= EXERCISE MATERIALS =
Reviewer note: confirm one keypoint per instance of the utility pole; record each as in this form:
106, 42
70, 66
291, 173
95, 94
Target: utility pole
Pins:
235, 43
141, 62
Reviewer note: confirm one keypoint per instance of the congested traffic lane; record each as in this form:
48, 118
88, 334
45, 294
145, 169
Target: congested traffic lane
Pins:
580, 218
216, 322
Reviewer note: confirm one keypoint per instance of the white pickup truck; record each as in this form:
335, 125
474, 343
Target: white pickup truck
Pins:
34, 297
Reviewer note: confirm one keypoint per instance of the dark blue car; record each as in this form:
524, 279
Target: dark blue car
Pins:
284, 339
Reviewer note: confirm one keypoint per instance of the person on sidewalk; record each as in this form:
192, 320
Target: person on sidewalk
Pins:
--
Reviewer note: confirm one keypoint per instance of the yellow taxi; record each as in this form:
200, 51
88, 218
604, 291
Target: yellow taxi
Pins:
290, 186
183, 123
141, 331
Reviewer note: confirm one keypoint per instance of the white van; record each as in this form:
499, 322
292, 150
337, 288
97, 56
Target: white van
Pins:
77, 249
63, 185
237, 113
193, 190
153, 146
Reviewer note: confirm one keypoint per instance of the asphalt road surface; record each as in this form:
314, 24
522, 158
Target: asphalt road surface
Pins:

= TASK DIRECTIONS =
What lines in the data above contain the word "utility"? Show them all.

= TASK RESULT =
Reviewer note: confirm one keypoint per instance of the utility pole; record each as in this form:
Target: utility pole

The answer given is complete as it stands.